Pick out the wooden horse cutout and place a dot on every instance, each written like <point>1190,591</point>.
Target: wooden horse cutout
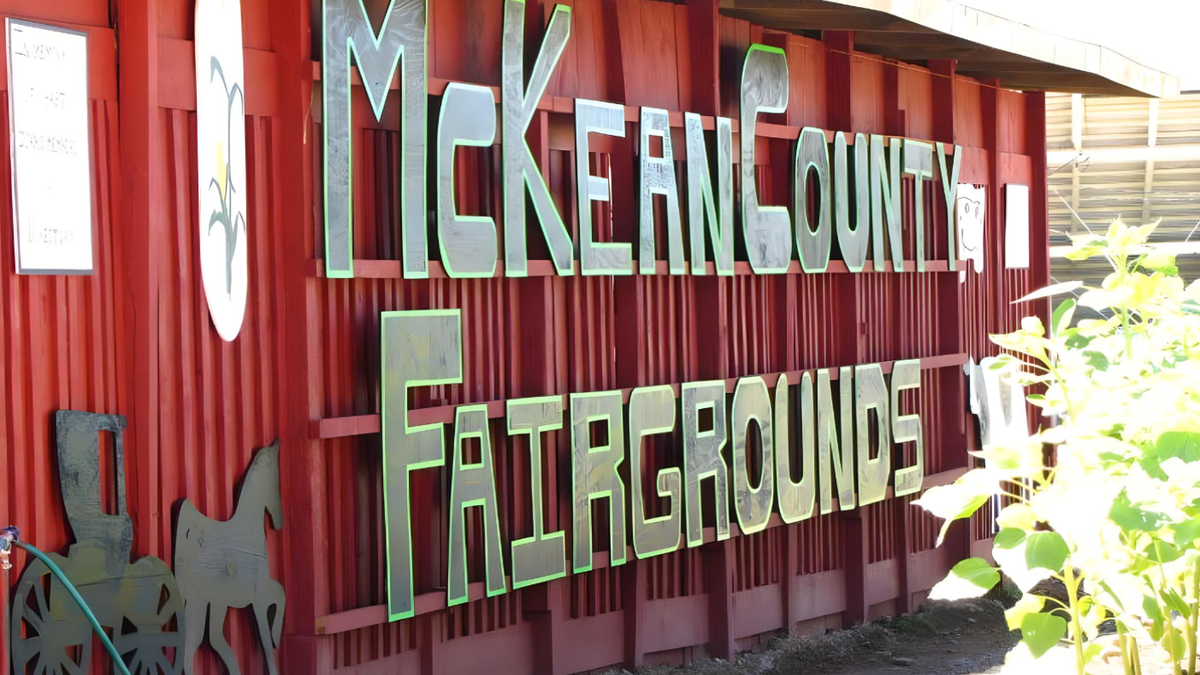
<point>223,565</point>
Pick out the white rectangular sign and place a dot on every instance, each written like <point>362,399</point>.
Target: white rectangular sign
<point>1017,226</point>
<point>52,197</point>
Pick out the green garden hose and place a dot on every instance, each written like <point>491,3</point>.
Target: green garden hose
<point>5,541</point>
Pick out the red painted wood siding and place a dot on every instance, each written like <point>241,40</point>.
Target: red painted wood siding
<point>306,364</point>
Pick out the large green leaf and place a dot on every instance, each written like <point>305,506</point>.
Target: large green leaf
<point>1042,632</point>
<point>969,579</point>
<point>1131,518</point>
<point>1183,444</point>
<point>1186,533</point>
<point>1062,316</point>
<point>1174,644</point>
<point>1047,550</point>
<point>1162,551</point>
<point>1174,601</point>
<point>1008,538</point>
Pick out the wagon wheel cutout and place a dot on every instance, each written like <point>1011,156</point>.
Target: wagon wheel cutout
* * *
=== What is being asked ===
Throughout the material above, report each line holding the word "wagon".

=== Written response ===
Pick out the wagon wheel cutout and place a dot on every instance, each written like <point>1011,156</point>.
Target: wagon wheel cutout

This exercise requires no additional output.